*The request*: Starting at the line that contains "# point at: frozen", quote every line through the end of the entries, word for word, skipping the pictures.
-- start --
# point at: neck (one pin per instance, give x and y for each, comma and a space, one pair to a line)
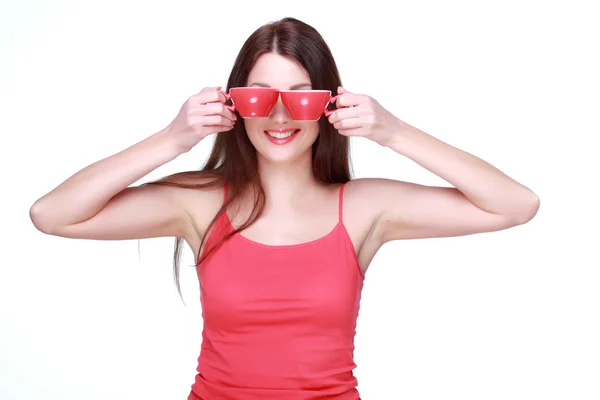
285, 183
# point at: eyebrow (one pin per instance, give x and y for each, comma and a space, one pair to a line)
295, 87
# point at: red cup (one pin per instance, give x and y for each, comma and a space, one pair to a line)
307, 105
252, 102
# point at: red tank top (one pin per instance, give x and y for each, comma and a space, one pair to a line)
279, 321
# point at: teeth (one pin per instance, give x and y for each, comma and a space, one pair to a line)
280, 135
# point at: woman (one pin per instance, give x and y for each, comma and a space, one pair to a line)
282, 235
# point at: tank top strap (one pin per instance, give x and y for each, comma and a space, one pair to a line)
341, 202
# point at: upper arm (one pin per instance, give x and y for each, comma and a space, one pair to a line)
408, 210
139, 212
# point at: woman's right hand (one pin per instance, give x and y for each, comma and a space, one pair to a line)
201, 115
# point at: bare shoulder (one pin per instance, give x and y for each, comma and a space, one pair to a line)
406, 210
200, 203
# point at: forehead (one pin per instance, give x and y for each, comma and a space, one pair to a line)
277, 71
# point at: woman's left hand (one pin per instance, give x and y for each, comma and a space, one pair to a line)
362, 115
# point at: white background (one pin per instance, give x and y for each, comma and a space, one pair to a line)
506, 315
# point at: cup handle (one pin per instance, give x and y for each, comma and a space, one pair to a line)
227, 97
332, 100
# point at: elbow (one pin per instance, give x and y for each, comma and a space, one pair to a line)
40, 219
529, 209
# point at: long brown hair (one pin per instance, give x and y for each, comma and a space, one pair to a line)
233, 158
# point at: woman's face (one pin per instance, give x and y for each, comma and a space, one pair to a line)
279, 138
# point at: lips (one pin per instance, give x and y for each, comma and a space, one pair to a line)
281, 135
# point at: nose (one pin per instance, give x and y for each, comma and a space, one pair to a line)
279, 114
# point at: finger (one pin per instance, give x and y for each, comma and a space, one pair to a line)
210, 120
348, 100
343, 113
351, 132
210, 95
217, 109
349, 123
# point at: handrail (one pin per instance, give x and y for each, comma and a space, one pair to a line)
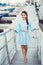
6, 46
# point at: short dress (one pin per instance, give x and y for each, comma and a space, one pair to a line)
24, 37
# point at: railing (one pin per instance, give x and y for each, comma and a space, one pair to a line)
7, 47
40, 46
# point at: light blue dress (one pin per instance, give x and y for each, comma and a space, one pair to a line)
24, 37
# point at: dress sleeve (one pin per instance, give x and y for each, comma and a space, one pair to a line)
17, 28
31, 26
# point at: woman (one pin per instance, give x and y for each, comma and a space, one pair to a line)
23, 30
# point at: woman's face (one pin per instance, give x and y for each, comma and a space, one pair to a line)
23, 16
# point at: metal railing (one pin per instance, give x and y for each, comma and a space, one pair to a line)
7, 52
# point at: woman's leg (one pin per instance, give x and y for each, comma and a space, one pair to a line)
24, 51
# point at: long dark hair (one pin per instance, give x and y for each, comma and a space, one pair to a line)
26, 16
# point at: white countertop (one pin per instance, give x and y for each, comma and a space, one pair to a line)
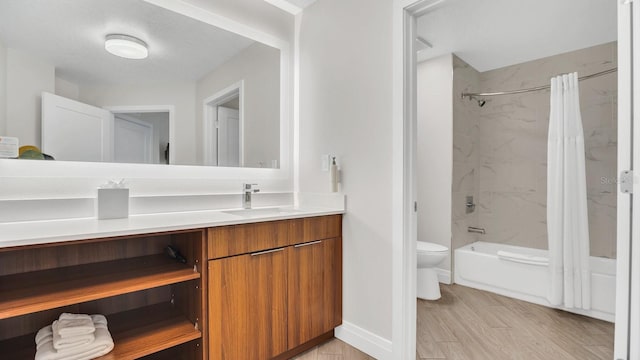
52, 231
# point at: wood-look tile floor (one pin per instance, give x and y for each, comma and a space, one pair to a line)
472, 324
334, 350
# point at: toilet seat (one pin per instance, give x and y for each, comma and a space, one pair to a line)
427, 247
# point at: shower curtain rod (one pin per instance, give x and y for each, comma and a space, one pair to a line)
586, 77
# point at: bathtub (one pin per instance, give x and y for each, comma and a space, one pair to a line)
522, 273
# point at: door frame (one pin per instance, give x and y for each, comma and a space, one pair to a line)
129, 109
627, 324
404, 218
210, 117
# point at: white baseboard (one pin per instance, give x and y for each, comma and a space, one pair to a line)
365, 341
444, 276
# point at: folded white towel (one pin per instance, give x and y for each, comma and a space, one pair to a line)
62, 343
102, 345
70, 325
45, 334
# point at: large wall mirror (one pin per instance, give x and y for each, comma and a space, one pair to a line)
202, 95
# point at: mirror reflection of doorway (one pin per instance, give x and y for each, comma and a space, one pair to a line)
228, 133
141, 138
223, 128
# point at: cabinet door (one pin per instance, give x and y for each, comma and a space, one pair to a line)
315, 289
247, 306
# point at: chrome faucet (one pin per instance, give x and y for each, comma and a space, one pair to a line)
247, 190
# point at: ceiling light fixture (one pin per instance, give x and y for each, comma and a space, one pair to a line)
126, 46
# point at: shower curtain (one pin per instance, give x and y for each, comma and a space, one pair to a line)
567, 218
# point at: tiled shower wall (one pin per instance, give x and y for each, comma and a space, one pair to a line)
466, 144
500, 150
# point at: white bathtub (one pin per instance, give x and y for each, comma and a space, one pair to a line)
522, 273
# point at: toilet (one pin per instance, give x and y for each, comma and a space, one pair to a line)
429, 255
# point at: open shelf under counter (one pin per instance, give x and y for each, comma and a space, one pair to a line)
136, 333
30, 292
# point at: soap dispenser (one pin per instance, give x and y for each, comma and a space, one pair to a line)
334, 175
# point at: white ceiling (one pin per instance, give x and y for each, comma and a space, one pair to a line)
490, 34
70, 35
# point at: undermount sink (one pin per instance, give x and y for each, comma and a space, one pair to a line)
261, 211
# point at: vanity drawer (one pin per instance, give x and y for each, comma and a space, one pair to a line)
241, 239
315, 228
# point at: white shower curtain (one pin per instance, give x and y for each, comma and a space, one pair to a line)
567, 218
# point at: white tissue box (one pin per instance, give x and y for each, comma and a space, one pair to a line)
113, 203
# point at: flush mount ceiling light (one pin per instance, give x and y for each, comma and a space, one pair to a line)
126, 46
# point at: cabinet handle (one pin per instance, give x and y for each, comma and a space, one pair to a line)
307, 244
266, 252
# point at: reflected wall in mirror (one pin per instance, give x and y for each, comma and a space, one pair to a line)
61, 91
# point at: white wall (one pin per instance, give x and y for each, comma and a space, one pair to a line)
259, 67
27, 78
256, 13
67, 89
3, 89
346, 110
435, 151
180, 95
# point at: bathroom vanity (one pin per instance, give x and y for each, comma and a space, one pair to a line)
252, 287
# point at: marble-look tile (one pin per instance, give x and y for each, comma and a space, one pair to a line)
508, 139
466, 141
513, 218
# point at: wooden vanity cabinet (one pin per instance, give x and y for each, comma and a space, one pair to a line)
278, 295
154, 304
314, 289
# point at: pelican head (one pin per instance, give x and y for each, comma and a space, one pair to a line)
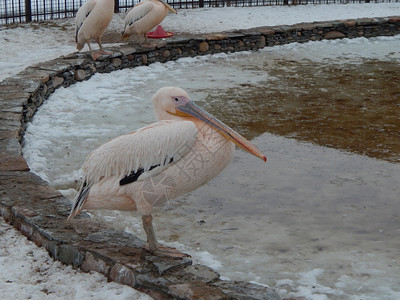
173, 103
168, 6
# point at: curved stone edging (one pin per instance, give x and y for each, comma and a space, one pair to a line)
39, 211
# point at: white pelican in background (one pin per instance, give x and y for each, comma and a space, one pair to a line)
92, 19
182, 151
143, 17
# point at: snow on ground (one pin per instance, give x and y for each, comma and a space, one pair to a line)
36, 43
26, 270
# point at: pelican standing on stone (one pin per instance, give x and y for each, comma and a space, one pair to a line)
92, 19
182, 151
143, 17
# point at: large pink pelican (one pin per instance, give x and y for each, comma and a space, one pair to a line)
182, 151
92, 19
143, 17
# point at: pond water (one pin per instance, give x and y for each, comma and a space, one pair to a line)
320, 219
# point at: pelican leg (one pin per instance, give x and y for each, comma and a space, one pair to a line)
148, 228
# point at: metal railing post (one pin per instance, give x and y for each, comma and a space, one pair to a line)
28, 11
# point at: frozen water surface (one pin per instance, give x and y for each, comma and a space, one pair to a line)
316, 221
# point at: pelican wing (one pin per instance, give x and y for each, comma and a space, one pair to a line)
140, 154
83, 12
137, 12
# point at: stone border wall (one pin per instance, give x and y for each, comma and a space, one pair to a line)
39, 211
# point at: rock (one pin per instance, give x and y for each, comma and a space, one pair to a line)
334, 35
80, 75
203, 47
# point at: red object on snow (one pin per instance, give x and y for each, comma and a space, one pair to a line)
159, 33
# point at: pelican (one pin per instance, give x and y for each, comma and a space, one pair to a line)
182, 151
92, 19
144, 16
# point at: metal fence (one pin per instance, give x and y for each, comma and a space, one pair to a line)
20, 11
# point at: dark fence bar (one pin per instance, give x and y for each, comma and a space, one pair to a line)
20, 11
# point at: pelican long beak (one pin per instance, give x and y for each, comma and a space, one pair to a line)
191, 109
168, 6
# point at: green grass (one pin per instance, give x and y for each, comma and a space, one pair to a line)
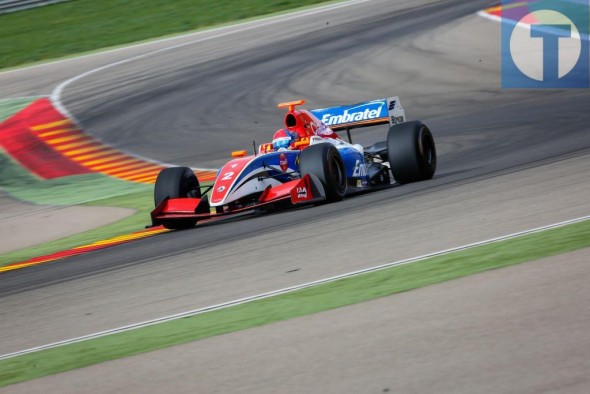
300, 303
9, 107
70, 190
85, 25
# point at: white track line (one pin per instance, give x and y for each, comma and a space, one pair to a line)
287, 289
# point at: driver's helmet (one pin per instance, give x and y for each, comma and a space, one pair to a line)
283, 138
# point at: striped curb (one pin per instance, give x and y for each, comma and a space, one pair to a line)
118, 240
51, 145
-- end --
*Finished exercise*:
# point at: frozen water surface (one pin per instance, give x and y for each, comma and a space, one pair to a line)
316, 221
# point at: pelican wing (one pin per instance, give x and y for each, comma and a space, one pair to a line)
140, 154
83, 12
137, 12
# point at: stone border wall (one pin per instance, give x and y for each, comma and a space, one pair to a line)
39, 211
# point at: rock (one pin per instance, give x and y for each, comma and a space, one pair to a line)
334, 35
80, 75
203, 47
# point at: red object on snow (one pin per instance, give x and y for each, comma and a space, one pair to a line)
159, 33
# point at: pelican (one pin per instance, give x and y for each, comma and a space, one pair to a line)
182, 151
92, 19
144, 16
# point at: metal fence (one pin per instance, give x and y for each, comma and a space, one pair to a line)
20, 11
# point at: dark fence bar (one pin per instance, give x and y for each, comma and a space, one pair to a line)
20, 11
# point at: pelican long beak (one pin per instance, give x and y for each, comma and a space, one pair to a line)
191, 109
168, 6
# point at: green grass (one pin per instance, give x and y for each, comma and a space, one pair to a line)
300, 303
9, 107
70, 190
85, 25
# point at: white track line (one pin per instance, give x and y for each, comma and a space, one pair to a line)
287, 289
# point at: driver's helmet (one pin per instance, give x and y for each, comma and a space, one pair to a line)
283, 138
# point at: striped curb (one pin per instance, give x and y for each, comma and a space, one pair to a line)
118, 240
51, 145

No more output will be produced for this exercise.